▶ Given information:

'''

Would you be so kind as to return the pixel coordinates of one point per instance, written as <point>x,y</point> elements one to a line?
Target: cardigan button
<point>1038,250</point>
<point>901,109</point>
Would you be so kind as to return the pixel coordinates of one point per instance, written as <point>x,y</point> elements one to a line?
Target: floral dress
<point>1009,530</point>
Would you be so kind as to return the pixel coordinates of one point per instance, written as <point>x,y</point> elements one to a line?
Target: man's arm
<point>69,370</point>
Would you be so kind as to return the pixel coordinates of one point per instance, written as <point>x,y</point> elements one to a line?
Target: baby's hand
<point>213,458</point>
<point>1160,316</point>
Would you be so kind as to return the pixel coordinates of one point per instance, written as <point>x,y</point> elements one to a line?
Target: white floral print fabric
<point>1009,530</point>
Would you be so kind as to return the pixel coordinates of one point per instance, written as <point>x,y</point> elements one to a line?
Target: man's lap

'''

▶ Aim of the task:
Reproduce every line of the rows above, including the requests, and multiply each x and y coordinate in the answer points by 0.3, rounding to the nearest whole number with halves rounded up. Leave the numbers in the requests and their format samples unchanged.

▶ Exercise result:
Would you be so kind as to return the pixel coordinates of one point per instance, written as <point>x,y</point> elements one to a line?
Target: cardigan button
<point>311,75</point>
<point>270,33</point>
Would you be so kind as to return the pixel coordinates of one point per instance, written as <point>x,y</point> elements one to a line?
Target: floral dress
<point>303,159</point>
Would you be so kind as to return the pixel coordinates of one point per instance, written as <point>x,y</point> elements one to a line?
Target: man's arm
<point>21,111</point>
Would you be so kind as to return the pixel coordinates of one point per instance, written as <point>x,y</point> elements one to a line?
Target: baby's hand
<point>64,137</point>
<point>348,95</point>
Would you be so kind as to return the pixel coordinates of one point per instance, written as <point>x,y</point> elements one to a line?
Target: white floral print fabric
<point>303,159</point>
Would you be so kind as to return the pixel coordinates of one point per instance, written as <point>x,y</point> elements one to a line?
Target: man's lap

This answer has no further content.